--- GIVEN TEXT ---
Yeah, why not send the Senate small bills? The fact that they can't pass a huge monstrosity of a bill doesn't imply that incremental reforms can't pass.
The issue is the Senate's filibuster rule.
Still waiting for your apology, Joel………………………
Let's see, each bill requires 3 cloture motions (to introduce the bill, to cut off debate on the bill, to cut off debate on moving to a final vote) each requiring 30 hours. Let's break it into 6 bills (donut hole, Cadillac tax, rescission, community rating, subsidies, Medicaid expansion). That's 540 hours, or about 5 weeks of 24 hour sessions, just to deal with the procedural hurdles involved in the filibuster. Spend a minimum of 2 more months on health care- sounds like a great plan.
the near completion of the federal government’s take-over of the health care system,
Huh? A plan run by private insurance companies according to federal rules is a "take-over?" Talk about ignoring the meaning of words.

Collection entries
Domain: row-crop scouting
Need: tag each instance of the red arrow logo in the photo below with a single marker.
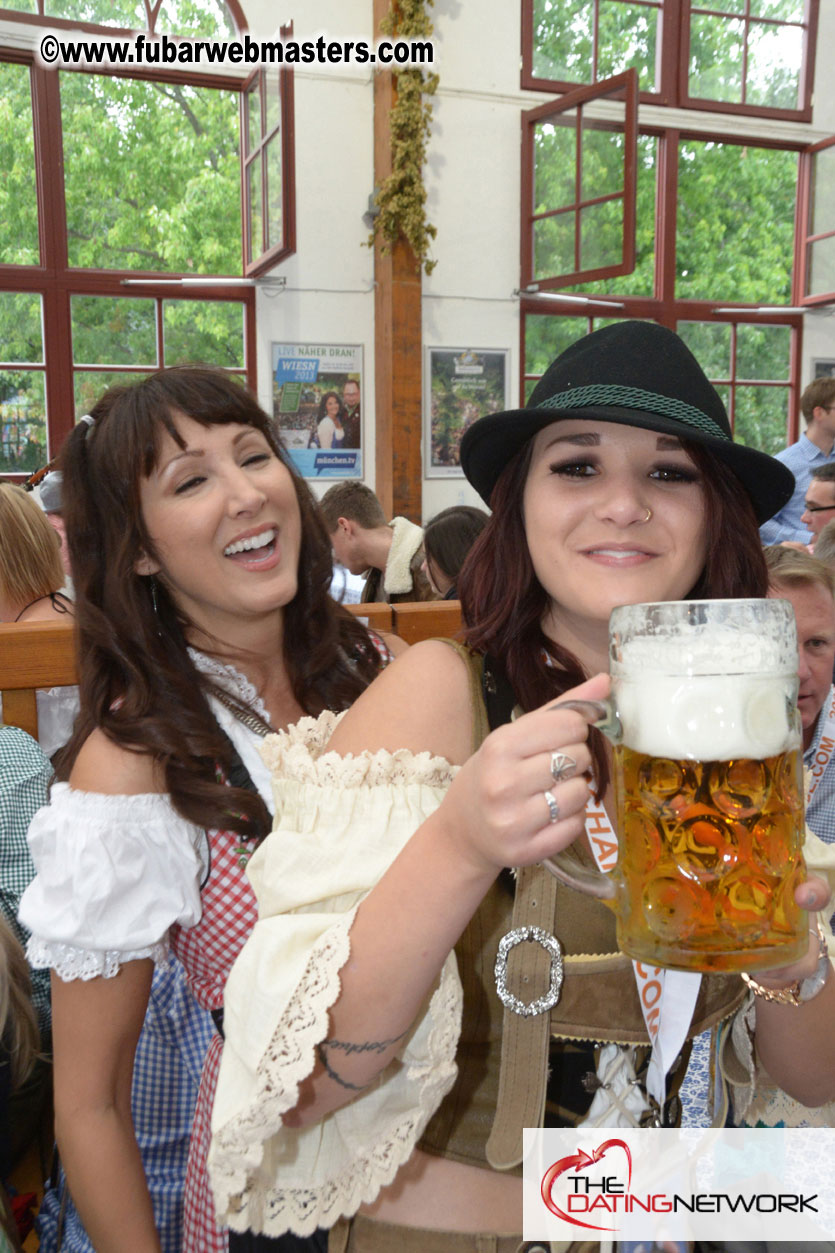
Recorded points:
(577, 1162)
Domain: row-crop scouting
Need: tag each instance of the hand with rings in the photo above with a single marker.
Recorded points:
(523, 795)
(562, 767)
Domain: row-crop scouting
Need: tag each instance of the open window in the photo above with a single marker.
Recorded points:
(746, 57)
(267, 169)
(815, 253)
(578, 186)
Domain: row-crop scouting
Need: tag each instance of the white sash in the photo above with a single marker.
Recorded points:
(667, 996)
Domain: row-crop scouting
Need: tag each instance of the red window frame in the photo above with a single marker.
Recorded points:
(805, 236)
(257, 261)
(673, 57)
(624, 85)
(55, 282)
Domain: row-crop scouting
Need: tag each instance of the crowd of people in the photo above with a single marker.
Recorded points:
(299, 852)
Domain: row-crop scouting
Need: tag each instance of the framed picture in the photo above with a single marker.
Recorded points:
(460, 386)
(317, 407)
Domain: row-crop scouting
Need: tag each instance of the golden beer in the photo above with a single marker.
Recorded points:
(708, 860)
(708, 786)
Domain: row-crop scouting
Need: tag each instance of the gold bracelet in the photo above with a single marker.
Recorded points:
(804, 989)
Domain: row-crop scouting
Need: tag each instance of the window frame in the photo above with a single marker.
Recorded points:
(530, 118)
(804, 237)
(55, 281)
(266, 258)
(672, 60)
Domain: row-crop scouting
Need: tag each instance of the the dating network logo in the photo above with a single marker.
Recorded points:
(579, 1184)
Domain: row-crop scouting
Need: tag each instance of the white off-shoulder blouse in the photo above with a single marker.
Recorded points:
(115, 872)
(340, 822)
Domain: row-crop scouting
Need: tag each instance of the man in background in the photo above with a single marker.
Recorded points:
(813, 449)
(819, 501)
(809, 585)
(362, 540)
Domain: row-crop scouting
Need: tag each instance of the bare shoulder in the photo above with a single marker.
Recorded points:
(105, 767)
(420, 702)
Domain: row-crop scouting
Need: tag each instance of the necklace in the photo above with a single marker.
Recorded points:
(252, 721)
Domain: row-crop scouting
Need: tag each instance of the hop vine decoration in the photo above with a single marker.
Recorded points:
(401, 197)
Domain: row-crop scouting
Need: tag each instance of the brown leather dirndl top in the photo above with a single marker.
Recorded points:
(504, 1058)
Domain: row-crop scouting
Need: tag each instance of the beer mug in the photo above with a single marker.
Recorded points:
(708, 786)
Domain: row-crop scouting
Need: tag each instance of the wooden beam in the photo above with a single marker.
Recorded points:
(396, 337)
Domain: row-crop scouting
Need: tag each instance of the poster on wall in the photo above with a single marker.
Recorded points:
(317, 406)
(463, 385)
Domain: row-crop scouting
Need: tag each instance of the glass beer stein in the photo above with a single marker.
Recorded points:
(708, 786)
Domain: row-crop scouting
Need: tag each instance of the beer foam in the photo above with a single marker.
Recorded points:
(691, 702)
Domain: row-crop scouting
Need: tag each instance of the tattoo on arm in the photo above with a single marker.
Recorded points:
(347, 1049)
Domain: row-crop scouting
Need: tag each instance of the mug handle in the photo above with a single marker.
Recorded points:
(567, 865)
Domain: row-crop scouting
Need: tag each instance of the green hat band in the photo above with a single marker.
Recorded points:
(635, 397)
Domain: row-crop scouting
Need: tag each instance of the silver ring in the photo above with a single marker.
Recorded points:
(562, 767)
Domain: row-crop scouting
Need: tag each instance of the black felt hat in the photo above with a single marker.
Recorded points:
(637, 374)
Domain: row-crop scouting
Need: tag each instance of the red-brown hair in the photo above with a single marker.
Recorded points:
(503, 603)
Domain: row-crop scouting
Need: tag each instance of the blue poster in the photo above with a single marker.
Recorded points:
(317, 407)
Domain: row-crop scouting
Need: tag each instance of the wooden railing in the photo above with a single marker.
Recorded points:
(43, 654)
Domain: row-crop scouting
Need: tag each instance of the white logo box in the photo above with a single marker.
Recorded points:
(680, 1184)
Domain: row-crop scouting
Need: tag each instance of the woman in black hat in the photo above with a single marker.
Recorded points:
(378, 1070)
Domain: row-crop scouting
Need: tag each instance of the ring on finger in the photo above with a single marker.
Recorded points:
(562, 767)
(553, 808)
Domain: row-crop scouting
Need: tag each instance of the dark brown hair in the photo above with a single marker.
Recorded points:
(136, 677)
(351, 500)
(503, 603)
(450, 535)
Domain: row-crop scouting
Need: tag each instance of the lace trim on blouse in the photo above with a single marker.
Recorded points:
(299, 753)
(70, 962)
(346, 818)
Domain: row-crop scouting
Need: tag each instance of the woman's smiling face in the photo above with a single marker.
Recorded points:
(613, 515)
(225, 525)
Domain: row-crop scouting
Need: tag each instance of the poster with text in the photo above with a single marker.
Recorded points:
(317, 407)
(463, 385)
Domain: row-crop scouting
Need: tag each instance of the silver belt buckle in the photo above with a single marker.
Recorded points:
(553, 947)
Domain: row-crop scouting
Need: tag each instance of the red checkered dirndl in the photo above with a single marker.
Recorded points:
(207, 951)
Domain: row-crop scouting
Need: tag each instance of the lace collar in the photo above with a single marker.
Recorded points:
(231, 681)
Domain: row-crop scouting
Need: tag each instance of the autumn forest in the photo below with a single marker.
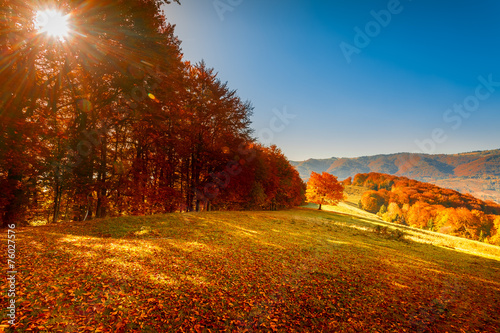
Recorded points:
(136, 195)
(113, 121)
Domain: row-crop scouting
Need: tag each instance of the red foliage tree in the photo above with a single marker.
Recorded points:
(324, 189)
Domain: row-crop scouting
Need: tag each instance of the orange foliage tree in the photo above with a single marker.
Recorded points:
(324, 189)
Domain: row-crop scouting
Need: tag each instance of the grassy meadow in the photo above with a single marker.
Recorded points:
(300, 270)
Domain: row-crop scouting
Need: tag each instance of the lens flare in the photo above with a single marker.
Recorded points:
(53, 23)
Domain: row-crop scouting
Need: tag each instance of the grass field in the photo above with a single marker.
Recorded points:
(299, 270)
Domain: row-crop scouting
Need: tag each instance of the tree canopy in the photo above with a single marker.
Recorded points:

--- EXERCISE ---
The comment thread on health care legislation proposes breaking the legislation into six separate bills. List the six subjects it names for them. Answer using only the comment thread on health care legislation, not the entries.

--- RESPONSE ---
donut hole, Cadillac tax, rescission, community rating, subsidies, Medicaid expansion